Orgullo, pereza, ignorancia

El maestro francmasón que en Guerra y paz introduce a Pierre Bezújov en la secta le dice, cuando se acaban de conocer, que aunque él crea que su pensamiento es fruto de la razón, no es sino, como el de todo el mundo, fruto del orgullo, la pereza y la ignorancia. Precisamente por eso observa Stendhal en Rojo y negro que el razonamiento ofende, porque mortifica el orgullo en tanto que pone en evidencia la pereza y la ignorancia. Esa constatación tiene un peso muy importante en la novela del diecinueve, que tiende a mostrar sin concesiones las miserias de la naturaleza humana encarnadas en una aristocracia decadente y una burguesía ascendente, tan inculta como presuntuosa. Pero el desprecio del raciocinio no es una enfermedad privativa de determinadas clases sociales ni de determinados momentos históricos; es una constante del carácter humano y, antes y después de los novelistas del diecinueve, la gran literatura no ha dejado de mostrarlo con sus más diversos matices. En nuestro siglo, la gran literatura es un bien escaso, y los libros y las películas que le usurpan su espacio más bien tienden a lo contrario: si antes se trataba de ridiculizar a los que se sienten ofendidos con el razonamiento, ahora se trata de evitar que los que no razonan se puedan sentir ofendidos.

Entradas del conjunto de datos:
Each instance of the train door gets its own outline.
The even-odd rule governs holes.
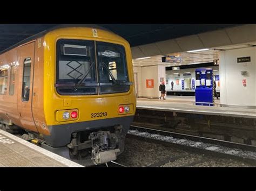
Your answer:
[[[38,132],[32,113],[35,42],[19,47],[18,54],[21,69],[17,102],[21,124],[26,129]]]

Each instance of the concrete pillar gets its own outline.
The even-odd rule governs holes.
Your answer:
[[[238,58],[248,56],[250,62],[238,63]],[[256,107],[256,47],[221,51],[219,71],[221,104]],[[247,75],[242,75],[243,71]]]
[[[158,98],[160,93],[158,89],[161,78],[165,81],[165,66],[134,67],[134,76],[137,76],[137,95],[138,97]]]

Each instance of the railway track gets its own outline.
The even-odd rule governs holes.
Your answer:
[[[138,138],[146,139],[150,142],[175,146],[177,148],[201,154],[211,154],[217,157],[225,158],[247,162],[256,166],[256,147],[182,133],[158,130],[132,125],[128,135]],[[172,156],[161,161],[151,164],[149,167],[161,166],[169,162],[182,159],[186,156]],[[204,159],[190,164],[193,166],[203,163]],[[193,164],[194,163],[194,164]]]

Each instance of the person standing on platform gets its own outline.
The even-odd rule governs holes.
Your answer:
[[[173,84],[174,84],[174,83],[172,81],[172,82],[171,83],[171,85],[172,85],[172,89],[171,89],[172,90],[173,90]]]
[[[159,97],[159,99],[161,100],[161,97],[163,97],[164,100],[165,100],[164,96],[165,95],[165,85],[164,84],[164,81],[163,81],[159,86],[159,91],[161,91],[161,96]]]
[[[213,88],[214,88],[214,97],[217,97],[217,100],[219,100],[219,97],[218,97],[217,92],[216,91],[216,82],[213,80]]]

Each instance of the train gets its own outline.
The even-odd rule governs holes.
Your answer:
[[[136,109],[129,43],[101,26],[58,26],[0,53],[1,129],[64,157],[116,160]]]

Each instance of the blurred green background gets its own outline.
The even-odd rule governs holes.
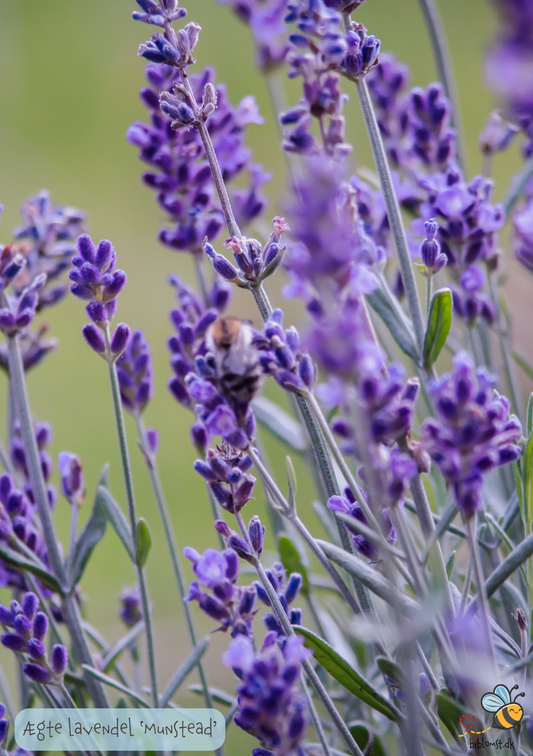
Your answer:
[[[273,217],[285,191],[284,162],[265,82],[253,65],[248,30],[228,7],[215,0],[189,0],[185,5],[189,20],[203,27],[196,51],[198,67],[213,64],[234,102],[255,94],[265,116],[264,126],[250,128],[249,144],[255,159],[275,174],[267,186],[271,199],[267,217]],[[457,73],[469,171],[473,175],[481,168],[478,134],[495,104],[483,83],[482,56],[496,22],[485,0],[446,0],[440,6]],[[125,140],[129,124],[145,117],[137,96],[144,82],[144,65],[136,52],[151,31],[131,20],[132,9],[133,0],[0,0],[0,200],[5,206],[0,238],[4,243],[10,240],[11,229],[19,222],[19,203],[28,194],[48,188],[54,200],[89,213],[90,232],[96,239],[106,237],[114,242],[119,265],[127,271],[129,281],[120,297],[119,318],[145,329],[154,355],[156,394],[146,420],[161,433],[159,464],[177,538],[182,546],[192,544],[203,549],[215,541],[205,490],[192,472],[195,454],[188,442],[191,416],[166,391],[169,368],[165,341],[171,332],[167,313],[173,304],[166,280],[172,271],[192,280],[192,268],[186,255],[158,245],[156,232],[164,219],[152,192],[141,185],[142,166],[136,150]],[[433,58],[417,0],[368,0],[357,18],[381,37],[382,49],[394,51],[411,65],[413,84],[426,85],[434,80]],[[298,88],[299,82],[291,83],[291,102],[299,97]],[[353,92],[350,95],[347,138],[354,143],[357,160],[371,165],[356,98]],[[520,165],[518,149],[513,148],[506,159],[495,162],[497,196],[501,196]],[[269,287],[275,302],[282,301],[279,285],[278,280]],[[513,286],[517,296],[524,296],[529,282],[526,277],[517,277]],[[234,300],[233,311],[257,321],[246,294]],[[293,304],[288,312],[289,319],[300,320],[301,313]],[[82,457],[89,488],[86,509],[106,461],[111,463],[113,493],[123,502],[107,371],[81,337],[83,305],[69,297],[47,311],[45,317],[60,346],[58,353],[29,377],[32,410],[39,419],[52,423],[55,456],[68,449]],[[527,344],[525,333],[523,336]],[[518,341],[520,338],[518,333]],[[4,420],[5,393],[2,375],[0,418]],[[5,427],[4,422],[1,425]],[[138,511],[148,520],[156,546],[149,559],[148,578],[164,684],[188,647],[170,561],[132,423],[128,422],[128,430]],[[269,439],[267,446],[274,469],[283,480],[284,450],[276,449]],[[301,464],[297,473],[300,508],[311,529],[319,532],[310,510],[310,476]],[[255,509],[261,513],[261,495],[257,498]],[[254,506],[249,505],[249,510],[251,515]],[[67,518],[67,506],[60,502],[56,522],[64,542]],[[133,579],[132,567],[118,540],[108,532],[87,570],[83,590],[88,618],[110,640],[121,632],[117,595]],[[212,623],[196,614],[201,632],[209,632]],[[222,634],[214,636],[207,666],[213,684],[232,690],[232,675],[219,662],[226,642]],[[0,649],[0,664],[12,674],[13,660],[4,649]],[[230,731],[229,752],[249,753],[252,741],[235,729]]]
--
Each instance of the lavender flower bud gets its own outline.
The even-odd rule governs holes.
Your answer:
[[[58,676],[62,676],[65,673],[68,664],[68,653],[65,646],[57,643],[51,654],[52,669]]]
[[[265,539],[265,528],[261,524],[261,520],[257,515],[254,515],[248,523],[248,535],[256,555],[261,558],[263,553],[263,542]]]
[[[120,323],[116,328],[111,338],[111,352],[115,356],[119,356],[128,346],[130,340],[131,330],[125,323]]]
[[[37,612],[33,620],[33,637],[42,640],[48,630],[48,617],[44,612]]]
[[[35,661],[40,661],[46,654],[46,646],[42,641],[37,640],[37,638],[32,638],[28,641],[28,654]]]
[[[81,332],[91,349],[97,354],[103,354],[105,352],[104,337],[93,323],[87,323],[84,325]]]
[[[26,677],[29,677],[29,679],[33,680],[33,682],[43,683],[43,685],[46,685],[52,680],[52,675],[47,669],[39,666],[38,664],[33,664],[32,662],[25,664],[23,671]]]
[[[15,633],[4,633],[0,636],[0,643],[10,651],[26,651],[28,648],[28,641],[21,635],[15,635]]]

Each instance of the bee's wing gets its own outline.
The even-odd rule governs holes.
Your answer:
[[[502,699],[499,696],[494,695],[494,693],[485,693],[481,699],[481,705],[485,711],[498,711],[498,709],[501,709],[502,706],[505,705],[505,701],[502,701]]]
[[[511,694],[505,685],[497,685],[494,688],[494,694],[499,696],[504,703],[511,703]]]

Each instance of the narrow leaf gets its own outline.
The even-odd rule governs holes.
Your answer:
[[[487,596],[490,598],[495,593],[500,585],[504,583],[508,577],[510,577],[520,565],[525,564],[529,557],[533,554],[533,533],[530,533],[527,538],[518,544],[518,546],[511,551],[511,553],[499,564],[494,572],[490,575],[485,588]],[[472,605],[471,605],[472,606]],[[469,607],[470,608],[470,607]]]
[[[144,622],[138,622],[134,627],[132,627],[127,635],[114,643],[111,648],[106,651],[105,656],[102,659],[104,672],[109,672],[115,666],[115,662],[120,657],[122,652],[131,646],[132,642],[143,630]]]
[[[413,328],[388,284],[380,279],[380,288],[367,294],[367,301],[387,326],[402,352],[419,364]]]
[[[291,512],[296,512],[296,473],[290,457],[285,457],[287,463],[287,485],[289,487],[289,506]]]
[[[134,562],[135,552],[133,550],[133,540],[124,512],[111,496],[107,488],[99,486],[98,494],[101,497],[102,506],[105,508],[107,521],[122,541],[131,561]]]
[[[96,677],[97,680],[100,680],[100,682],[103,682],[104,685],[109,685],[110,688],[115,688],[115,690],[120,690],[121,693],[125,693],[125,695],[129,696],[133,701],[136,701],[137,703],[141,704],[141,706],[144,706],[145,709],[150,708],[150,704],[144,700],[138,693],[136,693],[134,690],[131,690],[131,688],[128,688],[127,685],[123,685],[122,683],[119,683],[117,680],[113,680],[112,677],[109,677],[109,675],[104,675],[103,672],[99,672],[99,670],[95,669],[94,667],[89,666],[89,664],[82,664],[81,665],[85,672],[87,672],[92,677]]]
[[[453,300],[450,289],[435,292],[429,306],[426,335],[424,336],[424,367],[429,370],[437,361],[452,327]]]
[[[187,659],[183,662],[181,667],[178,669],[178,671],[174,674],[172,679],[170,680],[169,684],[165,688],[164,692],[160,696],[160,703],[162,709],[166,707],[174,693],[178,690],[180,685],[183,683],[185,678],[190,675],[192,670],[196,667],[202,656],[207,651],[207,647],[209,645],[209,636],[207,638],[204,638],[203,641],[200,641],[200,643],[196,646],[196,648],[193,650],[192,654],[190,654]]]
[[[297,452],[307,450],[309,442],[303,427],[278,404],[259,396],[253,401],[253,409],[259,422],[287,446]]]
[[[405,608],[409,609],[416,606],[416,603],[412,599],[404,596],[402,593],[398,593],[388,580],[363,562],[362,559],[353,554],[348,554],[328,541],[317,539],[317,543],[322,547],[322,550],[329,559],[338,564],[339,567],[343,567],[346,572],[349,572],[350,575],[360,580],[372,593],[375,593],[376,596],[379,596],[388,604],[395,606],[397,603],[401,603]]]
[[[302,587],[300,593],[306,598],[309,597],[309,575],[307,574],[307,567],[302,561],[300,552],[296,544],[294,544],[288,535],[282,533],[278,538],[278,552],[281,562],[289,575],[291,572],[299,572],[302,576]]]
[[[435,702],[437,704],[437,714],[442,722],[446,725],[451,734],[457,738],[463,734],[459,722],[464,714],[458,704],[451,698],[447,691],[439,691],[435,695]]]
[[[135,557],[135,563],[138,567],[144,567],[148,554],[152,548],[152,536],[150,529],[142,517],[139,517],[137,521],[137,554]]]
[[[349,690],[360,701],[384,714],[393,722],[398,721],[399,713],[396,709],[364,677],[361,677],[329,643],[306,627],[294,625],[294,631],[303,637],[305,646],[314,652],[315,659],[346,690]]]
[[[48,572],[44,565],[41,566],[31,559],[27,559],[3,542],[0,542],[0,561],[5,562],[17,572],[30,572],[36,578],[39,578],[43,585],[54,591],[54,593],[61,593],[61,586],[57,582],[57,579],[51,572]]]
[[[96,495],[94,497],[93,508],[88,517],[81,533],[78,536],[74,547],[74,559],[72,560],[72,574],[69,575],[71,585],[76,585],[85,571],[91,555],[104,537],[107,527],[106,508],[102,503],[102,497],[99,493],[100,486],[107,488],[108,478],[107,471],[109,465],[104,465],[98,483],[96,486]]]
---
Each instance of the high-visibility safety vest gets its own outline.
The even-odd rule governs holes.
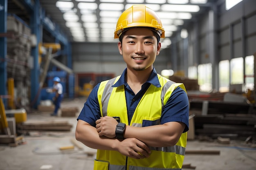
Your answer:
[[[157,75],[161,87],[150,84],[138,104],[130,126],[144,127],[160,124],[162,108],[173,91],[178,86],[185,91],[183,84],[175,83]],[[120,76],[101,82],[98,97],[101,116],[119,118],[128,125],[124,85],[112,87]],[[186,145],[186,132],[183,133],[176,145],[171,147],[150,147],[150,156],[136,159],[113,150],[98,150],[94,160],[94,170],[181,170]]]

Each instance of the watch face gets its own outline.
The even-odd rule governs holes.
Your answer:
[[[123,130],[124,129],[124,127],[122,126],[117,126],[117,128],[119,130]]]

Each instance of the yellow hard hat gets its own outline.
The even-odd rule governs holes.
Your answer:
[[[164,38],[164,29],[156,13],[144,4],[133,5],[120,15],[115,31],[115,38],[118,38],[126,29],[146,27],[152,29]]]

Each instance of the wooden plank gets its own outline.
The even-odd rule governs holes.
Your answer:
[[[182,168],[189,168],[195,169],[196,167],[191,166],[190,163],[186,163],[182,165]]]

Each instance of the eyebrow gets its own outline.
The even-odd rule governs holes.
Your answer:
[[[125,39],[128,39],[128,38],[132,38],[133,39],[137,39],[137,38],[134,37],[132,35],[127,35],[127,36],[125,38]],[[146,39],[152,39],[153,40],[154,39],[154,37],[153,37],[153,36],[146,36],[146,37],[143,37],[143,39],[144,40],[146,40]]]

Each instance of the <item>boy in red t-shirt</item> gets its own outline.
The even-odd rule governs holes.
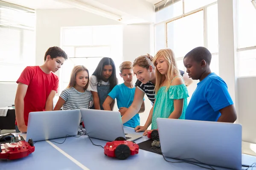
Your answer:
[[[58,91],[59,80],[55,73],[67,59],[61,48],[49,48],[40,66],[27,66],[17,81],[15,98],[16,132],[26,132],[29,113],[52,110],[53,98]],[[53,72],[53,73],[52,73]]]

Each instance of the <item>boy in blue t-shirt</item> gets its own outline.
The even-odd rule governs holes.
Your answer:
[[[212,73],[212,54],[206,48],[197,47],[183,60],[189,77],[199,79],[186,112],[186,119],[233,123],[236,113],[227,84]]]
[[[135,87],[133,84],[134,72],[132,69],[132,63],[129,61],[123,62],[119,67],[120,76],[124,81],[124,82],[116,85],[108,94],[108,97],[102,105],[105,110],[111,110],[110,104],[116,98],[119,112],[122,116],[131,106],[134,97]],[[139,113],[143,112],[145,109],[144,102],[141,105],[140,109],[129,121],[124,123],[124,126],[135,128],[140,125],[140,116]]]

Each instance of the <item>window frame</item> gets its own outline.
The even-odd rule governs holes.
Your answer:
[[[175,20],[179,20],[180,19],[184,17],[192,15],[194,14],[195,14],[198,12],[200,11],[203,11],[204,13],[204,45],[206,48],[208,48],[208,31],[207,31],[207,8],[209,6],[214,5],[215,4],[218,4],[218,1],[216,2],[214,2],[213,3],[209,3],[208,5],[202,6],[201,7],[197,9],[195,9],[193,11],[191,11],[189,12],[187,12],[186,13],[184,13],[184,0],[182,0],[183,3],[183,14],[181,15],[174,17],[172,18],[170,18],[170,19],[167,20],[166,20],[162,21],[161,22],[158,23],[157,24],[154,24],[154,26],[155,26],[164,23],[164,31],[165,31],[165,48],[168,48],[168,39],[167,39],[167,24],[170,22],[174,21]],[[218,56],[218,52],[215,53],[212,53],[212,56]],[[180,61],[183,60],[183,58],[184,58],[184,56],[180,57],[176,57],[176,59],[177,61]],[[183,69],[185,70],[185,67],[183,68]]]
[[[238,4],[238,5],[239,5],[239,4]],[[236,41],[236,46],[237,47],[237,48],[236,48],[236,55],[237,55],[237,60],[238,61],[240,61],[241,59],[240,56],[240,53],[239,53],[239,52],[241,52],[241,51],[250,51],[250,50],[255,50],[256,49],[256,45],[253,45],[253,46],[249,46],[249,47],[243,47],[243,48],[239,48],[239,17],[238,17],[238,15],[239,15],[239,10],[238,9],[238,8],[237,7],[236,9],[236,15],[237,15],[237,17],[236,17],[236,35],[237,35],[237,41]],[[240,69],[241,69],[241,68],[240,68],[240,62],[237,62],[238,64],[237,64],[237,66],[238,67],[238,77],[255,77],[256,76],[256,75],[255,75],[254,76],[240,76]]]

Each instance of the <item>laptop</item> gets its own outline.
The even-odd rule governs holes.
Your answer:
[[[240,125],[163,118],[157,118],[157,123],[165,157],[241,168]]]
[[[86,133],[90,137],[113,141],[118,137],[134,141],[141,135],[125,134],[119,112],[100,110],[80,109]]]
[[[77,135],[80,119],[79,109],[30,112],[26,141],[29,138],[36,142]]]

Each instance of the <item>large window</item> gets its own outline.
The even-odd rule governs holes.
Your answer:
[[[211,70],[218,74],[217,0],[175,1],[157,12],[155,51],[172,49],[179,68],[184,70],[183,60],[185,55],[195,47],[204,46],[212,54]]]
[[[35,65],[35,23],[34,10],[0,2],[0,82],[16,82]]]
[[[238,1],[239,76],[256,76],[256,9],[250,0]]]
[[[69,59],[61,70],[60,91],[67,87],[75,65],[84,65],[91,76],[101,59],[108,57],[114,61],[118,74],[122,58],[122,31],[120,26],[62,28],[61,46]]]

:: TAREAS POR HACER ::
A. En el texto proporcionado, el maestro francmasón dice de qué cosas es fruto el pensamiento de todo el mundo. Escribe todas esas cosas.
B. Traduce al inglés esta oración del texto proporcionado: "Precisamente por eso observa Stendhal en Rojo y negro que el razonamiento ofende, porque mortifica el orgullo en tanto que pone en evidencia la pereza y la ignorancia".
No hace falta usar los ítems para nada.

:: LISTA DE SOLUCIONES ::
A. Orgullo, pereza e ignorancia.

B. That is precisely why Stendhal observes in The Red and the Black that reasoning offends, because it mortifies pride insofar as it exposes laziness and ignorance.